New York State Supreme Court Justice Kimberly A. O'Connor said the state had five business days to hand over the data, ruling in favor of nonprofit think tank Empire Center for Public Policy as she found officials at the New York State Department of Health had violated the state's Freedom of Information Law by repeatedly rebuffing the request for six months, only supplying last-minute excuses.

"DOH has had ample time to respond to Empire Center's FOIL request," Justice O'Connor wrote. "Its continued failure to provide petitioner a response, given the straightforward nature of the request" and the fact that some of the information was already public "goes against FOIL's broad standard of open and transparent government and is a violation of the statute."

The judge awarded attorney fees — likely to total between $5,000 and $10,000, the Empire Center's attorney told Law360 — after deciding DOH subjected the organization to "unreasonable delays and denials of access."

"It's the right decision because the Department of Health did not have any excuse for not providing the records it's been collecting all along," said Empire Center's attorney, Cameron J. Macdonald of the Government Justice Center. He said he expected the health department would release the data publicly and not give the organization "the satisfaction" of exclusively obtaining the records.

A spokesman for the health department indicated the data would be released online, but did not immediately respond to a request for where exactly it would be posted.

"With the preliminary audit complete, we were already in the process of responding to their FOIL request, and updating DOH's website with publicly available information," said spokesperson Gary Holmes.

The release of the data is significant because it will be the first time the public will have access to what health officials knew about the total confirmed and presumed COVID-19 death toll in nursing homes — reported to be nearly 13,000 last week. The attorney general's allegations of undercounting were based on a limited survey of nursing homes.

_EXERCISE BRIEF_: Can you sum up the article on the court ruling above in two sentences?

_DATA EXTRACTS_:
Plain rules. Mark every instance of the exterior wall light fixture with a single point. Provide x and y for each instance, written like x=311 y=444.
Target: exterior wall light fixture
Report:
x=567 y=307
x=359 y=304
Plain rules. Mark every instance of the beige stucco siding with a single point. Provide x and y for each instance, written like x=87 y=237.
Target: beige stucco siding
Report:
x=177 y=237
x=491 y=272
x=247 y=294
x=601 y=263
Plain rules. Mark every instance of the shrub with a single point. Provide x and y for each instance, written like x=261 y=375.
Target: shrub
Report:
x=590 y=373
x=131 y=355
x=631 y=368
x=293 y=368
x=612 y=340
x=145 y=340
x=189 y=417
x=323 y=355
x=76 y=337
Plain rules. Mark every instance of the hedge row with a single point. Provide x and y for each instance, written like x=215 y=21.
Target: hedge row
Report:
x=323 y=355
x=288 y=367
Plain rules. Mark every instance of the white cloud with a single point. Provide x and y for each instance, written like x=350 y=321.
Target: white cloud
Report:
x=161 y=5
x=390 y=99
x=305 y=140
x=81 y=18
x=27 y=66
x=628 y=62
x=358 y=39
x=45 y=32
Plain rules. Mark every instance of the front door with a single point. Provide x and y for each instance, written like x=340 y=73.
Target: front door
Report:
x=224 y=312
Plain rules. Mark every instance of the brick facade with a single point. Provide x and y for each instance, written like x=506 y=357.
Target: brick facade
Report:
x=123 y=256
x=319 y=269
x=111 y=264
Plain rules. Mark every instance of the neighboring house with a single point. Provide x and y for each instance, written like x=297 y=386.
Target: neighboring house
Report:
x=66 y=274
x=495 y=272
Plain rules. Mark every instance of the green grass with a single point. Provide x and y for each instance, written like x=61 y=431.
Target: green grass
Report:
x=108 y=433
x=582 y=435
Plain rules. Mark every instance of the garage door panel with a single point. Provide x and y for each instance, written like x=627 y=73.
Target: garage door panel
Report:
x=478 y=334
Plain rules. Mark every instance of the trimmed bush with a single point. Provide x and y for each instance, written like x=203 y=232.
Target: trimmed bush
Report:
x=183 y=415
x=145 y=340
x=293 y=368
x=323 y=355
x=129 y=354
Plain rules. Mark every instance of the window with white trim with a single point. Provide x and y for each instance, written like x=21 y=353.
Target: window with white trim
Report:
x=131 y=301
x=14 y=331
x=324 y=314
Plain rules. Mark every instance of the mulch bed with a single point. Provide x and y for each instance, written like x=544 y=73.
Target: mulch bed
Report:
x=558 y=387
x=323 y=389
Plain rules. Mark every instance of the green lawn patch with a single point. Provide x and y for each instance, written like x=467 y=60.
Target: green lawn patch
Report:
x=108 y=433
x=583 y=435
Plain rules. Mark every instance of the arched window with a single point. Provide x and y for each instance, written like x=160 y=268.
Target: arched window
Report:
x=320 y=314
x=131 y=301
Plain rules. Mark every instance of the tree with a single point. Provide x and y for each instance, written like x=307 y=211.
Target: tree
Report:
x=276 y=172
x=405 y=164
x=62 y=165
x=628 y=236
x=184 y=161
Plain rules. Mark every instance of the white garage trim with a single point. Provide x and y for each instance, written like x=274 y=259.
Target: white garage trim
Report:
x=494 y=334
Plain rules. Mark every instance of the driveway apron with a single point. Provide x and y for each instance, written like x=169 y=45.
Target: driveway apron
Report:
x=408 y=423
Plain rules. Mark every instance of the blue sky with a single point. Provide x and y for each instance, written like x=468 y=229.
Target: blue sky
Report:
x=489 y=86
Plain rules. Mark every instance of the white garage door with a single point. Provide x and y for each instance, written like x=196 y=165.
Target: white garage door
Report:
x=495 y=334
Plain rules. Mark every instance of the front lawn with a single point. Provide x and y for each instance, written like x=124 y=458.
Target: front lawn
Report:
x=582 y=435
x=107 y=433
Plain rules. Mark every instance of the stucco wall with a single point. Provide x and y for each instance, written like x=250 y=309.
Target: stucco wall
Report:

_THE COMPLETED TASK_: New York State Supreme Court Justice Kimberly A. O'Connor ruled that the state Department of Health violated the Freedom of Information Law by rebuffing the Empire Center for Public Policy's request for six months. She ordered the data handed over within five business days and awarded attorney fees, and the release, which a health department spokesman said would go online, will for the first time show the public what health officials knew about the total confirmed and presumed COVID-19 death toll in nursing homes.